Direito Constitucional

Religião no Brasil: Breves Apontamentos Constitucionais

Religião no Brasil: Breves Apontamentos Constitucionais

 

 

Denis Donoso*

 

 

I – INTRODUÇÃO

 

                                                           O dito popular nos ensina que religião (entre outros) é um tema que não se discute, até porque o consenso é praticamente inviável nessas questões. Atenta à sabedoria popular, a Constituição da República (CR) de 88 assumiu uma posição neutra, não tendo adotado qualquer religião oficialmente, estabelecendo a liberdade como sua característica marcante, traçando apenas os contornos básicos para garantir o exercício pacífico da fé de cada um.

 

 

II – CARÁTER LAICO (OU LEIGO) E TEÍSTA DO BRASIL

 

                                                           Um Estado pode ou não admitir uma religião ligada a si. Os que admitem são chamados de Estados confessionários; os que não admitem, leigos ou laicos. Assim, Estado laico é aquele que mantém neutralidade em matéria confessional, não adotando qualquer religião como oficial.

 

                                                           A primeira Constituição brasileira (de 25 de março de 1824) era confessional. Seu art. 5º apontava a religião “Catholica Apostolica Romana” como a “Religião do Império”, mas tolerava outras, desde que o culto fosse doméstico ou particular em casas especialmente a isso destinadas, sem jamais ser exercido em locais externos.

 

                                                           Com a proclamação da República em 1890, ocorreu a laicização do Estado, isto é, o Brasil passou a ser um Estado laico, culminando com a salutar separação entre Igreja e Estado, situação que perdura até a última Constituição (1988). Assim é que atualmente o Brasil é neutro em matéria religiosa.

 

                                                           Posto isto, dúvidas surgem quando da análise de algumas passagens da Constituição, especialmente de seu preâmbulo, já que nele os representantes do povo brasileiro admitem que promulgam a Constituição “sob a proteção de Deus”, o que pode sugerir um novo liame do Estado com a Igreja.

 

                                                           A melhor interpretação do preâmbulo, contudo, indica que a expressão “Deus” significa simplesmente que o constituinte partiu da premissa de que um ser supremo existe, sem que isso signifique a reaproximação do Estado com a Igreja, nem mesmo com uma religião especificamente. Não há, portanto, conteúdo sectário na expressão, de maneira a revelar o teísmo do Estado, isto é, o Brasil não é ateu.

----

- _TAREFAS PROPOSTAS_:
[1] Retorne, sem nenhuma alteração, tudo o que vai de "II – CARÁTER" até "religião como oficial." no texto sobre religião no Brasil.
[2] Responda às perguntas abaixo com base no texto sobre religião no Brasil.
(a) Em que data foi feita a primeira Constituição brasileira?
(b) Que nome recebem os Estados que admitem uma religião ligada a si?
(c) Segundo o preâmbulo, sob a proteção de quem os representantes do povo promulgam a Constituição?
[3] Diga se cada afirmação abaixo está de acordo com o texto sobre religião no Brasil e cite as palavras do texto que decidem a resposta.
(a) A Constituição de 1824 permitia que o culto de outras religiões fosse exercido em locais externos.
(b) A Constituição de 88 adotou oficialmente uma religião.
(c) O Brasil não é ateu.

Entradas de indicação de objetos rotulados:

----

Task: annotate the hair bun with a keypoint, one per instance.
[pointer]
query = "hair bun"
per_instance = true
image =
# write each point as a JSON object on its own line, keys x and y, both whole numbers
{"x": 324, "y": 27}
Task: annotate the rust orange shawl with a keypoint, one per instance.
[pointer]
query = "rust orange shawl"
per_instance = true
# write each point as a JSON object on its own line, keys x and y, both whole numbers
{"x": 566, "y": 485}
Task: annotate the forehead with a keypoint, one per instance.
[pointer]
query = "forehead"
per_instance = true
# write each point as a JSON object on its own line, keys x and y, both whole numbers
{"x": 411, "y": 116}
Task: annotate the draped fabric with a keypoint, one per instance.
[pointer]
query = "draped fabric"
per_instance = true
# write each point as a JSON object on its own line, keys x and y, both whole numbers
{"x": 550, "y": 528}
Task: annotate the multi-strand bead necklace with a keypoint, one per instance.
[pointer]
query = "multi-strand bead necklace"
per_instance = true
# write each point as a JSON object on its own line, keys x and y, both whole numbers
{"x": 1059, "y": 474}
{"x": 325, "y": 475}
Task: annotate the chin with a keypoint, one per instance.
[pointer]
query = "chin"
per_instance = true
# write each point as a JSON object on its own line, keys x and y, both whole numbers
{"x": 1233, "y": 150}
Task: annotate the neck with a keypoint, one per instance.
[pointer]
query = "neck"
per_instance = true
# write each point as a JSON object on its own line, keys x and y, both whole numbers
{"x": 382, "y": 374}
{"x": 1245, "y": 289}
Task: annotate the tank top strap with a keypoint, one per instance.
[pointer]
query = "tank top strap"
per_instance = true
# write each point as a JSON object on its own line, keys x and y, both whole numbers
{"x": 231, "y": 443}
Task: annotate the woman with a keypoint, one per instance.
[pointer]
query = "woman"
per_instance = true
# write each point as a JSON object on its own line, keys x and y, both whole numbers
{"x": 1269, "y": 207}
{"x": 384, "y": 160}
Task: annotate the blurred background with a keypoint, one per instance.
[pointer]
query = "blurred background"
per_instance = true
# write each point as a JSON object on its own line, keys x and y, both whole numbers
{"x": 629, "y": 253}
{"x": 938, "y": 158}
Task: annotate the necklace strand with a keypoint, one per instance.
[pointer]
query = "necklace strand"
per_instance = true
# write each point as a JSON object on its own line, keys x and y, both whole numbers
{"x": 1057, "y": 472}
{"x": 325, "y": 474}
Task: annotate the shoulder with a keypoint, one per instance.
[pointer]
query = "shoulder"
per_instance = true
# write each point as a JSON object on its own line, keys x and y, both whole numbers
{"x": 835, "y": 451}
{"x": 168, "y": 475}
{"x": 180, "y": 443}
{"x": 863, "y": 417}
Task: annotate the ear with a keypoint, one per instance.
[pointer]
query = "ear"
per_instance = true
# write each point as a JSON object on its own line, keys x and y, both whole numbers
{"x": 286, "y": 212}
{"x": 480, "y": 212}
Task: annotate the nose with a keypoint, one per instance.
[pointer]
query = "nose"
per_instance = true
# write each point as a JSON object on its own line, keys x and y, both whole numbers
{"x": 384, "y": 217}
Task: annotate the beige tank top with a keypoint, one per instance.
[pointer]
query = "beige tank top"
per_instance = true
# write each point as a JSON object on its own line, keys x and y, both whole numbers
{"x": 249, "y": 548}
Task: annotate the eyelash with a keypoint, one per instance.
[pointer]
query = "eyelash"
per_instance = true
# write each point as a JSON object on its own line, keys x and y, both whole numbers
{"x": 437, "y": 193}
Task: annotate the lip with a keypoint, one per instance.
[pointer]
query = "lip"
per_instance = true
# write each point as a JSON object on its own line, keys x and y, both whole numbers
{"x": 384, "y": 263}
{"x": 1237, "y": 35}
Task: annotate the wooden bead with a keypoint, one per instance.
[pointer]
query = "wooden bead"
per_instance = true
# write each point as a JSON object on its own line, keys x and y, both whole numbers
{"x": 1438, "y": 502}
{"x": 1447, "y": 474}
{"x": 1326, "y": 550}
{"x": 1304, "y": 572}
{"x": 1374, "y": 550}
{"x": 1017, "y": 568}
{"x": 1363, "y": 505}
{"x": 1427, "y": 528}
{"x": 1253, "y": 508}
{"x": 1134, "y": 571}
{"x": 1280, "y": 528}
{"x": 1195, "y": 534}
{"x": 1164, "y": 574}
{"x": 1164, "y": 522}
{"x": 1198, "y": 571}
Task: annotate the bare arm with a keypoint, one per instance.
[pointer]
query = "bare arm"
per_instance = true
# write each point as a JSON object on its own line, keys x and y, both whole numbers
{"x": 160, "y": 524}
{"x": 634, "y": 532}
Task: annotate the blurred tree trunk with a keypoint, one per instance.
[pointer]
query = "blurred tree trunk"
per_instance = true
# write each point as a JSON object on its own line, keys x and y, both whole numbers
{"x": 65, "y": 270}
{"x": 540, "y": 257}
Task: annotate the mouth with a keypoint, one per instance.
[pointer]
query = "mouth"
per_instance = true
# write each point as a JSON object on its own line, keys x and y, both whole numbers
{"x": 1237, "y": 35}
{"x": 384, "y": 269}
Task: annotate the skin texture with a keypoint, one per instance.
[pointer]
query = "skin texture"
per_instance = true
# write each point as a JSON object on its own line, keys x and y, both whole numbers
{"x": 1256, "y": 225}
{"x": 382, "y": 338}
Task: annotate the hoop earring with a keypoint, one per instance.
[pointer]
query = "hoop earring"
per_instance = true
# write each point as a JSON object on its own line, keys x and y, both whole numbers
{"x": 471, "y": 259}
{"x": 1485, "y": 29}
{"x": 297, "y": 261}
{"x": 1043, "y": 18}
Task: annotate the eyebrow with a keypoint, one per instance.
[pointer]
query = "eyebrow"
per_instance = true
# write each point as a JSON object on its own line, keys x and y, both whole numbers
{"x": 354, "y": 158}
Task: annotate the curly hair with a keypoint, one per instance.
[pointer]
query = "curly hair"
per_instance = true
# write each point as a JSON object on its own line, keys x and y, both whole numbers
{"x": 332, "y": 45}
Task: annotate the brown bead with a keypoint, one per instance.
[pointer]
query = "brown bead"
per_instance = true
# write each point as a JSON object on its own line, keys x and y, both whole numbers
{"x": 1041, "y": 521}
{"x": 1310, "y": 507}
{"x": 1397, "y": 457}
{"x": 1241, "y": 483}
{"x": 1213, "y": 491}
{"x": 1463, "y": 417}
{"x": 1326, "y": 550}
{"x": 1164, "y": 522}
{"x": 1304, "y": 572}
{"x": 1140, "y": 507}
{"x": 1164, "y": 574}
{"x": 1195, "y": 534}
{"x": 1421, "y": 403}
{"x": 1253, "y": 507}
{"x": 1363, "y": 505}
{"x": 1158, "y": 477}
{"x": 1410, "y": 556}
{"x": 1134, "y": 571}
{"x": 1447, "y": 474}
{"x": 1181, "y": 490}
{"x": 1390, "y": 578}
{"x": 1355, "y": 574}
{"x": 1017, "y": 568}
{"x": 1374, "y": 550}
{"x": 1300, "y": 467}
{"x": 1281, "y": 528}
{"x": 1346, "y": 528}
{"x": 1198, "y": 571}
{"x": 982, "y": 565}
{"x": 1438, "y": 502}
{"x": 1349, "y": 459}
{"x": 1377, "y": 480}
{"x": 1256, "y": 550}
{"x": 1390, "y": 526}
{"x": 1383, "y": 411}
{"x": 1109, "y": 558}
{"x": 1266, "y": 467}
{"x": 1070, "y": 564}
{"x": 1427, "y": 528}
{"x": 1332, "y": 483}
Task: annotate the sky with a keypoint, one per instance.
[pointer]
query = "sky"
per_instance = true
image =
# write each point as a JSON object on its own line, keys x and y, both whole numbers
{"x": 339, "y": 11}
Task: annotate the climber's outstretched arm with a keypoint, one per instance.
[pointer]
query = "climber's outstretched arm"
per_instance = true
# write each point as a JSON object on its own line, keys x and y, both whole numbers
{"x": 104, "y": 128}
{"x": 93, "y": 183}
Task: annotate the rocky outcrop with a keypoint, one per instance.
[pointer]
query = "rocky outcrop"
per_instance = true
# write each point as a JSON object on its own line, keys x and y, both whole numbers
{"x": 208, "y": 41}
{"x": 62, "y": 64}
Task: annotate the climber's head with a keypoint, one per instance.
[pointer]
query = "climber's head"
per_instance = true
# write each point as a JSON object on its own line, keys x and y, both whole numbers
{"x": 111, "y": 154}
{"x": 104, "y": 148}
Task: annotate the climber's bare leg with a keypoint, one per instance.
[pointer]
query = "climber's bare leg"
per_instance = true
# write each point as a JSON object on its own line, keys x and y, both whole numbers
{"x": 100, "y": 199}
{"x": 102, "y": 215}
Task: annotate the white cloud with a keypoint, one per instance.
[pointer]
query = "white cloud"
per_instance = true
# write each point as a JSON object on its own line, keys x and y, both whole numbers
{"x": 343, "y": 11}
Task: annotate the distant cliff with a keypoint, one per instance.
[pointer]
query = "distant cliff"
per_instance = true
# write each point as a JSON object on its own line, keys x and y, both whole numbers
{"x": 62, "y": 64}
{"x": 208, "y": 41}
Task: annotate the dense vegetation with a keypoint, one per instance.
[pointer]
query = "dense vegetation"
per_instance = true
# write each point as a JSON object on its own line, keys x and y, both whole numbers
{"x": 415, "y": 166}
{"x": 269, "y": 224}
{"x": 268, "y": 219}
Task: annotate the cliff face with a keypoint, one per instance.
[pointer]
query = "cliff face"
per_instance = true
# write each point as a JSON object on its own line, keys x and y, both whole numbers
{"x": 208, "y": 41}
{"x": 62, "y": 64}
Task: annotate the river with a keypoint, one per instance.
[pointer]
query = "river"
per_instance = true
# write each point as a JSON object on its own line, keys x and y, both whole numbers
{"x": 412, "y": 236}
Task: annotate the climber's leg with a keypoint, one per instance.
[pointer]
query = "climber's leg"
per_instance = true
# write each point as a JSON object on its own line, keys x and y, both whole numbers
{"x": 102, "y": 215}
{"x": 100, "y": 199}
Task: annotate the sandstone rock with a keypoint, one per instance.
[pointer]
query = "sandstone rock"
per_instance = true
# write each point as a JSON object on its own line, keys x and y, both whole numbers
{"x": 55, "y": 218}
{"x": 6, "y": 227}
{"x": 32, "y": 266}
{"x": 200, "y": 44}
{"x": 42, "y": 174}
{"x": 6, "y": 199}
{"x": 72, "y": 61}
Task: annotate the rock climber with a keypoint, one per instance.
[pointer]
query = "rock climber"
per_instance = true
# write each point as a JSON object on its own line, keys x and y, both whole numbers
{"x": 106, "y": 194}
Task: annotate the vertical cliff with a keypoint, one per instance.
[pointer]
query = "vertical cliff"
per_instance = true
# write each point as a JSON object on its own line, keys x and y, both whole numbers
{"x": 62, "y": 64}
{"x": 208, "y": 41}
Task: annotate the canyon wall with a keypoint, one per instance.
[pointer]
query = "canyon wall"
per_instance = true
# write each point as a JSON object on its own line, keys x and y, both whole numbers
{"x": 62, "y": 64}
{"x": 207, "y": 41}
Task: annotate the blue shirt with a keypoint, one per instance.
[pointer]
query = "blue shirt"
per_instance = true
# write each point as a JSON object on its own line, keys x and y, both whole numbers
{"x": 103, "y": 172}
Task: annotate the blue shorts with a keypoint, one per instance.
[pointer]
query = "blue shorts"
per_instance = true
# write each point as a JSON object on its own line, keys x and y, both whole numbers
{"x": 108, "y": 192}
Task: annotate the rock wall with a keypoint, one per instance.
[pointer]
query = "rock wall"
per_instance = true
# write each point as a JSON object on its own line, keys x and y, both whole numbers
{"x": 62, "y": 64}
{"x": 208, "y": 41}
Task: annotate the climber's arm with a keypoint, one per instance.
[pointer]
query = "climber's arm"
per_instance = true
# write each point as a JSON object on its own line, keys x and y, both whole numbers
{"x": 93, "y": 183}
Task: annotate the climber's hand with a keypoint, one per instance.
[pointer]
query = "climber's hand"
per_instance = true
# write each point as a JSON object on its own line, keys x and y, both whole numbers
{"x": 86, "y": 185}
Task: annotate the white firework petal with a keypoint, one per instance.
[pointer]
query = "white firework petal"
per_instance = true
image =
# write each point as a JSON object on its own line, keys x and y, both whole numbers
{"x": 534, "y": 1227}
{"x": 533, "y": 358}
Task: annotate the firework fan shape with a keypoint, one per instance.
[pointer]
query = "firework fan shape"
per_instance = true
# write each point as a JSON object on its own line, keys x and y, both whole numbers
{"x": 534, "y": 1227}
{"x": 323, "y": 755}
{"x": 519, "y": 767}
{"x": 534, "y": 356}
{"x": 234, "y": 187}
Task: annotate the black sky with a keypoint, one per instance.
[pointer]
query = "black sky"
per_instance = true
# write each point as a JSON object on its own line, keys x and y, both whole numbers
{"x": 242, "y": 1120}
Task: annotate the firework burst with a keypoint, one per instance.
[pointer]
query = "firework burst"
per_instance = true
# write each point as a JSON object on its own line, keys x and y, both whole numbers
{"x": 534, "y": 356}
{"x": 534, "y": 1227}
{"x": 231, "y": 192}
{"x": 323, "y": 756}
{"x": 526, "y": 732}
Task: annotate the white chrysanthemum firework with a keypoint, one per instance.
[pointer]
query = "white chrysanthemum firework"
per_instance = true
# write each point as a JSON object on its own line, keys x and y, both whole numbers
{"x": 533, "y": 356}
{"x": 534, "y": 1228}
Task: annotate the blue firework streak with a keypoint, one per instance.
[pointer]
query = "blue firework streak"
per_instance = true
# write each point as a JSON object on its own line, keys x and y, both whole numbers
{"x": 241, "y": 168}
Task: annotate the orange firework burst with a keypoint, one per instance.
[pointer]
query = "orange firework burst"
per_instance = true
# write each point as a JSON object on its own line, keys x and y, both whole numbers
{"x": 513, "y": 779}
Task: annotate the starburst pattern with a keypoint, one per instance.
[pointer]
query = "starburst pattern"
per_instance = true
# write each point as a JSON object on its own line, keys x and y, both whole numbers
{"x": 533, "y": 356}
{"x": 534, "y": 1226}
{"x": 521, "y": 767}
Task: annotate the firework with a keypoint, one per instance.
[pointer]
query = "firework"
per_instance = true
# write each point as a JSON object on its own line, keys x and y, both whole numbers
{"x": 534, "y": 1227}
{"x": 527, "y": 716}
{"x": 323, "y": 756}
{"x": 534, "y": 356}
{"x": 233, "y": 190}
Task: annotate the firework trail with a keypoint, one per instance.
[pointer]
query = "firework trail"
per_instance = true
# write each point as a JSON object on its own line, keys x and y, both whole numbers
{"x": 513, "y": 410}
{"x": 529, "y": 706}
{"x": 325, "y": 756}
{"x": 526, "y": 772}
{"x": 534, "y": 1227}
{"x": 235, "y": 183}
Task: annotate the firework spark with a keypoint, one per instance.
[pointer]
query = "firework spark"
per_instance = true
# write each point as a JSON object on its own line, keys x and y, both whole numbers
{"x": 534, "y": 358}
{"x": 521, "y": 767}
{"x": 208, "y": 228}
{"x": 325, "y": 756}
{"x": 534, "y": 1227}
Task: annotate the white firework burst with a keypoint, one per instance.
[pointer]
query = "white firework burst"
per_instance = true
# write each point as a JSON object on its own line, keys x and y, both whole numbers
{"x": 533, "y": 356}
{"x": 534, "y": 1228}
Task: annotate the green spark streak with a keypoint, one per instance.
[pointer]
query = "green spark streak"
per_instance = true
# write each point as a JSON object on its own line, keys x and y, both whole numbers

----

- _RESULTADOS DO EXERCÍCIO_:
[1]
II – CARÁTER LAICO (OU LEIGO) E TEÍSTA DO BRASIL

 

                                                           Um Estado pode ou não admitir uma religião ligada a si. Os que admitem são chamados de Estados confessionários; os que não admitem, leigos ou laicos. Assim, Estado laico é aquele que mantém neutralidade em matéria confessional, não adotando qualquer religião como oficial.

[2]
(a) Em 25 de março de 1824.
(b) Estados confessionários.
(c) De Deus.

[3]
(a) Não: "sem jamais ser exercido em locais externos".
(b) Não: "não tendo adotado qualquer religião oficialmente".
(c) Sim: "o Brasil não é ateu".